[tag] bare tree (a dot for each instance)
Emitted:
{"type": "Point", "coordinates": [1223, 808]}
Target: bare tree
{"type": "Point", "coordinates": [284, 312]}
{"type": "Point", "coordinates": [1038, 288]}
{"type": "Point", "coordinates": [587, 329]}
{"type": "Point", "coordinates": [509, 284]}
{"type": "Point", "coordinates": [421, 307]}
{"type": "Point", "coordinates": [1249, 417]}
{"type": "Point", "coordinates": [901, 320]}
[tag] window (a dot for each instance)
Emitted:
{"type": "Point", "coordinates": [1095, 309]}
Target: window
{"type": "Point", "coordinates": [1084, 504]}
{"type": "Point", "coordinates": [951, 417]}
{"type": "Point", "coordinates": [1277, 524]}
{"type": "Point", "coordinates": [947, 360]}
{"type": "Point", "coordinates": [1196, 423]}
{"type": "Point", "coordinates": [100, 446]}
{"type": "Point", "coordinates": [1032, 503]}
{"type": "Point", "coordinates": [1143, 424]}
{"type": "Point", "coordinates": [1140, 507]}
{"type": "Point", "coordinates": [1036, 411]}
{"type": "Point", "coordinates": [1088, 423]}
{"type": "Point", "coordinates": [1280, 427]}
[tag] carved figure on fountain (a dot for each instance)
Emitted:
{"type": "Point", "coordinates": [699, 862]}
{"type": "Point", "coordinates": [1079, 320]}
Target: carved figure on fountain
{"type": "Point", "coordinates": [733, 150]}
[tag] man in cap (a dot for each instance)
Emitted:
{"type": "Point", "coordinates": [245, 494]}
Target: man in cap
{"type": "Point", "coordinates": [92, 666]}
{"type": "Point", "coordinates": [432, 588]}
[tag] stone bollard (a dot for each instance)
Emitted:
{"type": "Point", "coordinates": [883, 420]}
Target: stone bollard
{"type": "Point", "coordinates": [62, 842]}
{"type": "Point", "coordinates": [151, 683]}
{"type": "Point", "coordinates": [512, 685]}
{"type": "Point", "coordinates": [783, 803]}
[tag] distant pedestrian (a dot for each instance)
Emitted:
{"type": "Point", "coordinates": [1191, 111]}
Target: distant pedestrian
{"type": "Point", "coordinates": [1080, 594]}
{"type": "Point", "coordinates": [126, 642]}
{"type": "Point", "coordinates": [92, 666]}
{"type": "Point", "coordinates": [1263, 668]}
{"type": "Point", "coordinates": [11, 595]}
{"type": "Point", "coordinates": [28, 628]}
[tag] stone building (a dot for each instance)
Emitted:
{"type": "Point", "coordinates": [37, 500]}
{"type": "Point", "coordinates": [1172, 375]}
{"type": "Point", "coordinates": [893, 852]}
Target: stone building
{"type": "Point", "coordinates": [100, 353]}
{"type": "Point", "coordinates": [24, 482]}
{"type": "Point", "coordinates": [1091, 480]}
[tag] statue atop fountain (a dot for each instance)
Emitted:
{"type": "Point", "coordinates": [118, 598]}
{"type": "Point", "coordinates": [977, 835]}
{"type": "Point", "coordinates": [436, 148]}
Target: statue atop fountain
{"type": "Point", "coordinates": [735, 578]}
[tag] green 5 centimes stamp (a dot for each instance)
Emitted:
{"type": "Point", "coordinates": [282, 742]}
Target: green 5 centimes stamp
◇ ◇ ◇ ◇
Short exercise
Reproduce the whole listing word for word.

The answer
[tag] bare tree (a dot for each instance)
Emitted:
{"type": "Point", "coordinates": [1223, 808]}
Target: bare tree
{"type": "Point", "coordinates": [284, 312]}
{"type": "Point", "coordinates": [1038, 288]}
{"type": "Point", "coordinates": [587, 329]}
{"type": "Point", "coordinates": [509, 284]}
{"type": "Point", "coordinates": [421, 307]}
{"type": "Point", "coordinates": [1249, 417]}
{"type": "Point", "coordinates": [901, 320]}
[tag] window (a dot for each instance)
Emitted:
{"type": "Point", "coordinates": [1095, 309]}
Target: window
{"type": "Point", "coordinates": [1084, 504]}
{"type": "Point", "coordinates": [951, 417]}
{"type": "Point", "coordinates": [1277, 524]}
{"type": "Point", "coordinates": [947, 360]}
{"type": "Point", "coordinates": [1196, 423]}
{"type": "Point", "coordinates": [100, 446]}
{"type": "Point", "coordinates": [1032, 503]}
{"type": "Point", "coordinates": [1143, 424]}
{"type": "Point", "coordinates": [1140, 507]}
{"type": "Point", "coordinates": [1036, 411]}
{"type": "Point", "coordinates": [1088, 423]}
{"type": "Point", "coordinates": [1280, 427]}
[tag] carved figure on fountain (a dot for each instance)
Emitted:
{"type": "Point", "coordinates": [699, 862]}
{"type": "Point", "coordinates": [1079, 320]}
Target: carved figure on fountain
{"type": "Point", "coordinates": [733, 150]}
[tag] man in cap (a dot for each instance)
Emitted:
{"type": "Point", "coordinates": [245, 494]}
Target: man in cap
{"type": "Point", "coordinates": [92, 666]}
{"type": "Point", "coordinates": [432, 588]}
[tag] stone bollard (a dot for each instance)
Emitted:
{"type": "Point", "coordinates": [883, 420]}
Target: stone bollard
{"type": "Point", "coordinates": [62, 842]}
{"type": "Point", "coordinates": [151, 683]}
{"type": "Point", "coordinates": [512, 685]}
{"type": "Point", "coordinates": [783, 803]}
[tag] distant pedestrian (a dot for each instance)
Emitted:
{"type": "Point", "coordinates": [1191, 111]}
Target: distant pedestrian
{"type": "Point", "coordinates": [1080, 594]}
{"type": "Point", "coordinates": [126, 642]}
{"type": "Point", "coordinates": [92, 666]}
{"type": "Point", "coordinates": [1263, 668]}
{"type": "Point", "coordinates": [11, 595]}
{"type": "Point", "coordinates": [28, 628]}
[tag] stone building (a dot for each instance)
Emitted:
{"type": "Point", "coordinates": [37, 500]}
{"type": "Point", "coordinates": [1172, 375]}
{"type": "Point", "coordinates": [893, 852]}
Target: stone building
{"type": "Point", "coordinates": [100, 353]}
{"type": "Point", "coordinates": [24, 482]}
{"type": "Point", "coordinates": [1091, 480]}
[tag] statue atop fountain (a dot for each instance)
Emitted:
{"type": "Point", "coordinates": [118, 598]}
{"type": "Point", "coordinates": [977, 835]}
{"type": "Point", "coordinates": [436, 148]}
Target: statue atop fountain
{"type": "Point", "coordinates": [735, 578]}
[tag] green 5 centimes stamp (a dot for each instance)
Emitted:
{"type": "Point", "coordinates": [282, 742]}
Target: green 5 centimes stamp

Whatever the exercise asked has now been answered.